**Task requirements:**
1/ Output the passage of the Ubuntu RAID5 post below, copied verbatim, starting at "t – to change" and ending at "to the disk!".
2/ Go on writing the Ubuntu RAID5 post below from its final sentence.

**Excerpt:**
Ubuntu, MDADM, RAID5, LVM and a Few Things In-Between

Ok, so I've been a bit slack while on leave and let Scotty down by not posting up my speedometer. I swear I will, however, today is more about server administration than an electronic project.

The reason I am writing about this is that it took me a while and a lot of reading to get everything I needed to grow, repair, destroy and create (in that order oddly enough) a RAID5 software array with and overlaying Logical Volume.

A while back I purchased a HP micro server and with the assistance of a mate got it up and running with Ubuntu 12.04 LTS. The OS runs of a USB key inside the server, while the RAID5 array sits in the bay drives. I needed the help originally as I had no real idea about LVM ‘s (or for that matter any real working knowledge of a RAID) – so to begin with I had four 2TB hard disks, which gave me about 5.4TB of usable space on the array.

As with all things, I 'had' to tinker with my Micro Server. The plan (as suggested by said friend), install two more 2TB hard disks in the optical bay slot of the server and increase the RAID5. After all, the whole point of the LVM is to allow the administrator to easily increase/modify disk space.

So I purchased two new hard drives, a power cable splitter, an esata to sata cable as well as a straight sata cable (all 3Gb/s). Finally, I purchased a Nexus twin hard drive mount. The nexus is an awesome little bit of kit that mounts two 3.5” hard drives on top of each other and pushes out vibration dampeners to the side so that the drives mount into the 5.25” optical bay. 



So now the fun part – I will actually quote direct commands here as this was all done in CLI, thus I can state these all work in Ubuntu 12.04 LTS, having said that if you've stumbled upon this, read the whole bloody thing - for the sake of your own sanity. I will headline each actual task as best I can in the order they're listed above.

Growing the Array

This should be simple – and it is. It must be done a disk at a time but overall it’s very easy. I do not have hot-plug enabled (I have no idea why I don’t, I just decided I didn't want it, so didn't enable it in my BIOS). If you do have hot-plug then no need to power down for you.

So I had to power down the server, physically connect one of the new disks and power the server back up. All going well there should be a lovely new hard drive in the system. You should be able to spot your drive allocation by using:
sudo cat /proc/diskstats

If you don’t know, you should also find out the allocation of your existing array:
sudo cat /proc/mdstat

So the result for mdstat is that my array iss md0 (I knew this already, but for the sake of someone reading who doesn't know that's how it's done). Diskstats told me that sde was my new disk.

First things first, let’s partition the new disk:
sudo fdisk /dev/sde

n – for a new partition
p – for a primary partition (followed by default boundaries)
t – to change partition type
1 – to select partition to change (you should only have one partition in this example)
fd – as the partition type (Linux RAID auto detect)
p – to view what your about to write to the disk matches the above
w – to write it to the disk!

Congratulations you've now partitioned the disk. Let’s add it to the existing array:
sudo mdadm --add /dev/md0 /dev/sde1

So now your array begins to grow. It can be a long process, an array the size of mine took around 24 – 30 hours (I can’t tell you exactly as the speed fluctuates and I didn't hang around waiting for it), later I’ll explain a couple of little tricks to speed this process up, some are common, some are not.

**Provided records:**

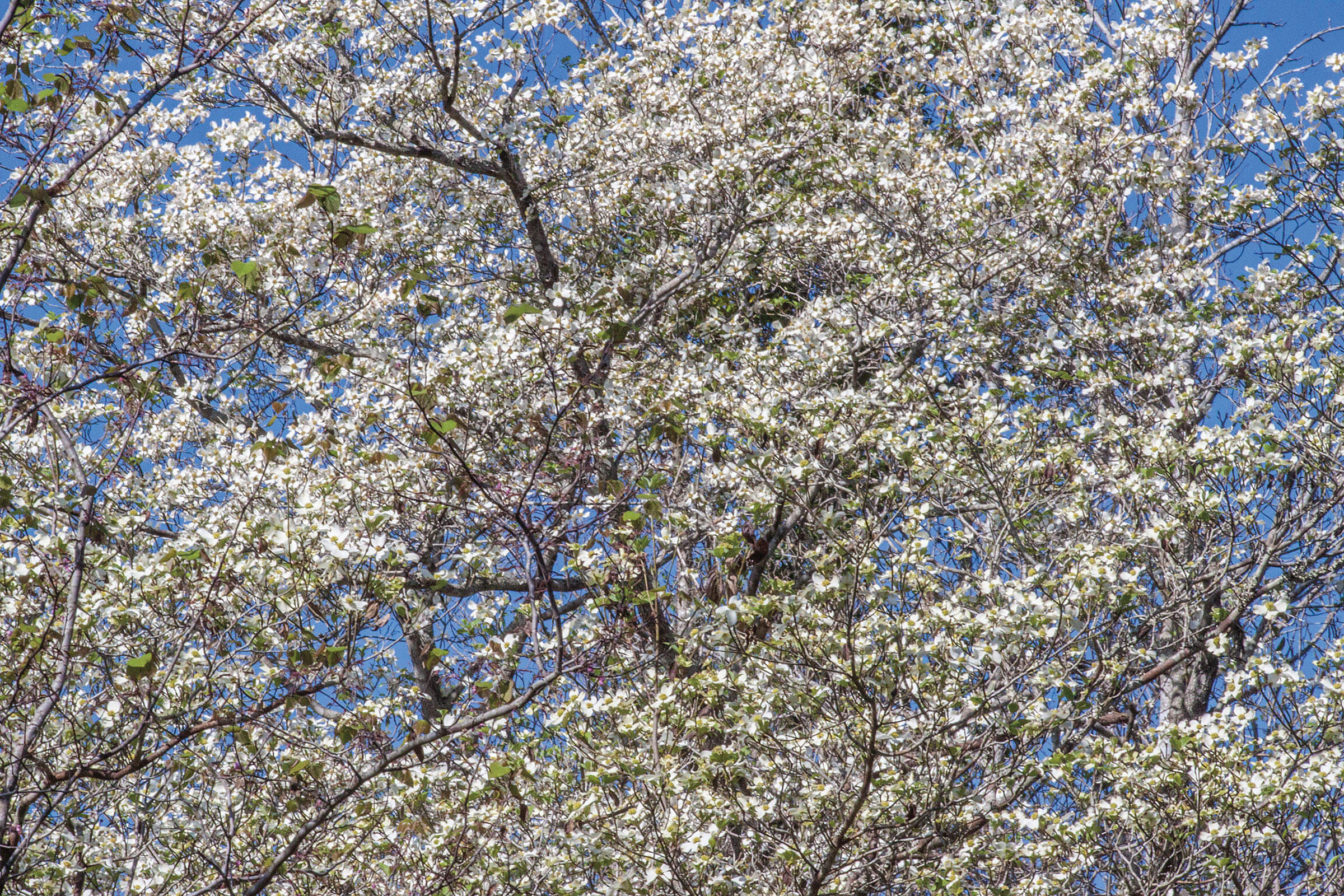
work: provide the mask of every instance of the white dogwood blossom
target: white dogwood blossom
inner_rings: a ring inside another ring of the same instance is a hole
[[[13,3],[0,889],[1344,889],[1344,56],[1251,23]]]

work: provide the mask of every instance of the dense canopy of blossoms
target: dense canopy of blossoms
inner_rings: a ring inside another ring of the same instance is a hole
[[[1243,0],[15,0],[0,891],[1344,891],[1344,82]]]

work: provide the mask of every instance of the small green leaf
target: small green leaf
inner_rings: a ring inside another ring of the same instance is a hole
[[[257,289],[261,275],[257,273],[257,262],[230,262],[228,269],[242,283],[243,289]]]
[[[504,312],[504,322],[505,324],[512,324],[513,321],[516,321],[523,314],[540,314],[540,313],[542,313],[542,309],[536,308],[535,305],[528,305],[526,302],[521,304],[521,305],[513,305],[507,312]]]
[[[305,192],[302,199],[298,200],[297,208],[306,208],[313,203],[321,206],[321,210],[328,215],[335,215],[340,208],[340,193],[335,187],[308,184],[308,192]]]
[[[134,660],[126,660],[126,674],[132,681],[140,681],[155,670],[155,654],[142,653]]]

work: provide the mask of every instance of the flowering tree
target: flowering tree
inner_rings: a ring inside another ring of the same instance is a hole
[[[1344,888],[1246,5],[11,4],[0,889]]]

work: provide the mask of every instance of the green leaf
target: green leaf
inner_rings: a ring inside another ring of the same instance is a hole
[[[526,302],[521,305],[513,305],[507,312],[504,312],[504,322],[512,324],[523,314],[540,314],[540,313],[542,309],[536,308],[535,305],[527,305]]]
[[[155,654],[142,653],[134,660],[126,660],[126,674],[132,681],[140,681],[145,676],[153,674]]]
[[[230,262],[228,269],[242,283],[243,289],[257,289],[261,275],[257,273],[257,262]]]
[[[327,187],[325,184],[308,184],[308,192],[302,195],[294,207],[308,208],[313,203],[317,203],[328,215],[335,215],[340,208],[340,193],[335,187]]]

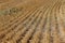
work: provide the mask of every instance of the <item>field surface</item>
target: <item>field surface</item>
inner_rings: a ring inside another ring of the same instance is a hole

==

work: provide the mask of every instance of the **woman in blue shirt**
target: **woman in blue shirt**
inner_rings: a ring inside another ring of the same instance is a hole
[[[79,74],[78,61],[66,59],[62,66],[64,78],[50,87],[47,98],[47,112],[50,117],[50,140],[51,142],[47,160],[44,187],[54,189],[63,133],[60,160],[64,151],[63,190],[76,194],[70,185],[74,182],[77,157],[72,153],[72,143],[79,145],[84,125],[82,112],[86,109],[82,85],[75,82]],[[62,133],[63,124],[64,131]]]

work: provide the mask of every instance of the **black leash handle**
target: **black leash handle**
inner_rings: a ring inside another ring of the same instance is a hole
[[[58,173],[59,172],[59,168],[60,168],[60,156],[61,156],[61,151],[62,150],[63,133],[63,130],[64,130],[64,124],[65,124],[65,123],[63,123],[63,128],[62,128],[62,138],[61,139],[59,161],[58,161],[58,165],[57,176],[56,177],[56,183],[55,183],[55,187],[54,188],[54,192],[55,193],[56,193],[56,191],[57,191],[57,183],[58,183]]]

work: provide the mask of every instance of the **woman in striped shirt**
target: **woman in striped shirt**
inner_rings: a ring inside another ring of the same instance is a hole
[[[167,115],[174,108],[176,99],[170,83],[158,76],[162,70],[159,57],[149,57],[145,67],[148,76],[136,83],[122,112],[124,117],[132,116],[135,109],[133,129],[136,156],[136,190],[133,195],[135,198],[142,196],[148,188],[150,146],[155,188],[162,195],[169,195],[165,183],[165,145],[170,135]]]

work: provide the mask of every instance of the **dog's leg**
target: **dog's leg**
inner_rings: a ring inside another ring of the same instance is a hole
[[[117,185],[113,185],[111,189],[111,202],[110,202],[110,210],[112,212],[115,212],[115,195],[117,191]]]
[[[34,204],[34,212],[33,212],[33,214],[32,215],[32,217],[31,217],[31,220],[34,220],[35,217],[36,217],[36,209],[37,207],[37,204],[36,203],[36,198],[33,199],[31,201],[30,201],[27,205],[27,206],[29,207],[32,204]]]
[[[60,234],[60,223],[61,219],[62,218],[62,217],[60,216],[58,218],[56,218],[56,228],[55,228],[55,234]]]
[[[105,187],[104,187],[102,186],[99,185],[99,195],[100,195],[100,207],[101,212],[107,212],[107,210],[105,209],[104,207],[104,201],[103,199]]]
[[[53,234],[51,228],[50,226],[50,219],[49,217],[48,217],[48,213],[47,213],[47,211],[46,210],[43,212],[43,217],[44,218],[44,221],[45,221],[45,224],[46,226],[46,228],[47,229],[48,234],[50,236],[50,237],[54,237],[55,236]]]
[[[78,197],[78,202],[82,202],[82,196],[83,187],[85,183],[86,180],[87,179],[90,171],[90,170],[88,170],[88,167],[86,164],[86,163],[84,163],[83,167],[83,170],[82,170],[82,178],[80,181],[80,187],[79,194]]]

* * *

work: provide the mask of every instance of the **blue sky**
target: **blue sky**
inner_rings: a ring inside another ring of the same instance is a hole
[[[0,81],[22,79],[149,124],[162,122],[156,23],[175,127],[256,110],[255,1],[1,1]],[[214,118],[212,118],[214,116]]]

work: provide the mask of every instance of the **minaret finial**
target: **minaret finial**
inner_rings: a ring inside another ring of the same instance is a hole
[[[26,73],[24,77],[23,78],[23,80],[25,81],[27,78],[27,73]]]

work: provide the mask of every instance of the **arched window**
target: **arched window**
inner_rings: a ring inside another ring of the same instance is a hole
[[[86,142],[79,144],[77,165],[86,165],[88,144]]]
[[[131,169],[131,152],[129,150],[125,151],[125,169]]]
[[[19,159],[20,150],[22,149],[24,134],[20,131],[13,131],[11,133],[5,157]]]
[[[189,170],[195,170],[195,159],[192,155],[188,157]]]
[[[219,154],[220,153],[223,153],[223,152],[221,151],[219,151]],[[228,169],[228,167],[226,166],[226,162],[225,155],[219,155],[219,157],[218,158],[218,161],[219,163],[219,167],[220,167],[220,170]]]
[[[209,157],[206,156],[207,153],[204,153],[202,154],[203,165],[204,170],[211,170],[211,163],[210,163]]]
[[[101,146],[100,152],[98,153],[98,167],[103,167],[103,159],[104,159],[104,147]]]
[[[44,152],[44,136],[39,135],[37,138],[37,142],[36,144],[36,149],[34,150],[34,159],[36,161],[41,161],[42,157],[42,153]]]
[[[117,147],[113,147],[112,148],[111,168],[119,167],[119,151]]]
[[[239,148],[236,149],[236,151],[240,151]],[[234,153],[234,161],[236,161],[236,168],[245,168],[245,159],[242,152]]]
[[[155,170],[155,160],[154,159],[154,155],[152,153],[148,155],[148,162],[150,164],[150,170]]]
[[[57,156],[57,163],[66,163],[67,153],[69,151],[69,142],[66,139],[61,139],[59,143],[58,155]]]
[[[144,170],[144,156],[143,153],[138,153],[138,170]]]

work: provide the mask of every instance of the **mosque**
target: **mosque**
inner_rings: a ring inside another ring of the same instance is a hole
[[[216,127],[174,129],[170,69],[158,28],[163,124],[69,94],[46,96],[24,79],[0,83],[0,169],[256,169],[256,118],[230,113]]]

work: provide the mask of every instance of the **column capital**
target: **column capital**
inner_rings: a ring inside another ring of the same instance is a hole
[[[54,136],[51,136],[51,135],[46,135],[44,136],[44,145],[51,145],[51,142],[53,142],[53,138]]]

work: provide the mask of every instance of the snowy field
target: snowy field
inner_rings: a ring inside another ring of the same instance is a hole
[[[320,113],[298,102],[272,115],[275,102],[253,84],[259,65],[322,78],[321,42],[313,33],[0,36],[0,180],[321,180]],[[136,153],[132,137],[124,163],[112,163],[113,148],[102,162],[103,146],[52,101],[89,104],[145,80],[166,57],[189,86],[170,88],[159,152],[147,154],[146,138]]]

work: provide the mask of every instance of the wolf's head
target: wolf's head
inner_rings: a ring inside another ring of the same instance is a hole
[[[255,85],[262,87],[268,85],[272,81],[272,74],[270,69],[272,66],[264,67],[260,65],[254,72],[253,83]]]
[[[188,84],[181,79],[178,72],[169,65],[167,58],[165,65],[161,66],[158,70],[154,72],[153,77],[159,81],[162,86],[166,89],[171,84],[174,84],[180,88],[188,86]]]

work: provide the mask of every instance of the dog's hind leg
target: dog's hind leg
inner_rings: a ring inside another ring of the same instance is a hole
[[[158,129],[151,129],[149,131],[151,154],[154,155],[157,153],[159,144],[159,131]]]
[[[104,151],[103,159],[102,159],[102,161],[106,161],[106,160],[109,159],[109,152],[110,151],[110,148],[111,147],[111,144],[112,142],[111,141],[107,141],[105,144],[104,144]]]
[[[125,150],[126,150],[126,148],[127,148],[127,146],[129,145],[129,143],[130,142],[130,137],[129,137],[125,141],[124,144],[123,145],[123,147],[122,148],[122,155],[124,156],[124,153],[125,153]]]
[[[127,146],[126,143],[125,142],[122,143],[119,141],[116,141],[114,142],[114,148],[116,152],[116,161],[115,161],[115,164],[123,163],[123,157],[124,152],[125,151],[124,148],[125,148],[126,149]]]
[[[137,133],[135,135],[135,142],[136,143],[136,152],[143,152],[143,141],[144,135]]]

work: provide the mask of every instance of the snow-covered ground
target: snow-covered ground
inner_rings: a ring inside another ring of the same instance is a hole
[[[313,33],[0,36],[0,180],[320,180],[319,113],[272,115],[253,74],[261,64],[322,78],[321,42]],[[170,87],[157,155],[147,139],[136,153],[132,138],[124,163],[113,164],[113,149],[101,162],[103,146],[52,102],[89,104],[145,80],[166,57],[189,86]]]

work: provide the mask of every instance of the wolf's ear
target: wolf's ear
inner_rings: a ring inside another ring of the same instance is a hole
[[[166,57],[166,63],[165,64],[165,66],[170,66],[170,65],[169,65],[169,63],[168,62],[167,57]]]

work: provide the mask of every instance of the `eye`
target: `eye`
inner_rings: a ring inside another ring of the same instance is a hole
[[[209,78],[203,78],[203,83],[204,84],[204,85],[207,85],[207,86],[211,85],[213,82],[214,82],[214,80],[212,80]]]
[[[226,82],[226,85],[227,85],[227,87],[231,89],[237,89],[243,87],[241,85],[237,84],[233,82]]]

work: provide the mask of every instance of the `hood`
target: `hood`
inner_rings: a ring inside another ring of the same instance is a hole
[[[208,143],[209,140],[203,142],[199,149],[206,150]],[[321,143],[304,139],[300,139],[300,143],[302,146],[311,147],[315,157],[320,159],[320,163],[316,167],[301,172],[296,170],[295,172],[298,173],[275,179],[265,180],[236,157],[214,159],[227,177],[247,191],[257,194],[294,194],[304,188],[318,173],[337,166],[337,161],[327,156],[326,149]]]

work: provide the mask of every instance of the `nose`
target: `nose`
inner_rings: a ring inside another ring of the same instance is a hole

**Answers to the tasks:**
1/
t – to change partition type
1 – to select partition to change (you should only have one partition in this example)
fd – as the partition type (Linux RAID auto detect)
p – to view what your about to write to the disk matches the above
w – to write it to the disk!

2/
Now this is where my problems began, I didn't really read the output of ‘p’ in fdisk and hadn't partitioned the disk properly. This wasn't a major deal, I just now had sda1, sdb1, sdc1, sdd1 and sde. My OCD kicked in here – I want them all to be partitioned the same blah blah blah (it honestly doesn't matter, it really is just internal aesthetics but oh well). 

Removing a Device from the Array

Now I’m not actually shrinking my array here, I just wanted to remove my disk and re-partition it before re-adding it to the array. Should be simple right? 

It’s slow, it’s painful and here is where it all came crashing down. In saying that, the commands below are correct, it was just the idiot telling the computer what to do that should of double checked his own work. 

First I failed the disk out and removed it:
sudo mdadm --manage /dev/md0 --fail /dev/sde

sudo mdadm --manage /dev/md0 --remove /dev/sde

Now at this stage I rebooted, re-partitioned my disk (as previously done) and re-added it:
sudo mdadm --manage /dev/md0 --add /dev/sde1

This was my undoing as the system re-allocated the disk names on reboot and I didn't check – I (somehow) partitioned an existing, active RAID disk, destroying the superblock in the process. So now I have a RAID5 with two failed disks. What do we know about RAID5 kids – two failed disks means an unrecoverable array - $#&*&!

After some googling and some luck (and through the lack of detail here you can probably tell I’m not exactly sure how), I managed to get the RAID to commence recovering. Recovery takes a lot longer than creating or growing, it’s a lot more work for the drives, as in this case, the missing disk was effectively from the middle of the array, needless to say the heads were spinning feverishly. 

The original estimate on the recovery was 4.2 days (7000 odd minutes) and it came pretty close to this. When it finished I was disappointed to see it didn't save everything, the damage was done and I had lost some data. Thankfully I keep a back-up of my data, the most recent being a month earlier, by combining what I could save from the array and comparing it to my backup I found I was missing around 18GB, out of 2.1TB of data. 

This I can live with as it is not mission critical stuff and easily replaced. So now what to do, the array is repaired but clearly not in a great state – I WANT A FRESH START!

Destroying a MDADM Array and LV

First thing first, this is how to destroy a RAID5 array, so be sure you want to do it – there is no coming back from this once it’s done!

In my case, my array is mounted on boot through fstab so I had to disable it in fstab and reboot (I find it easier this way as there aren't remnants hiding in a system process stopping the array from being shutdown). So rebooting my server without fstab mounting the array and binding my network share to it meant that I could deactivate everything.

First we need to deactivate the Logical Volume and Volume Group:
sudo lvdisplay – get the name of the volume group (Array in this instance).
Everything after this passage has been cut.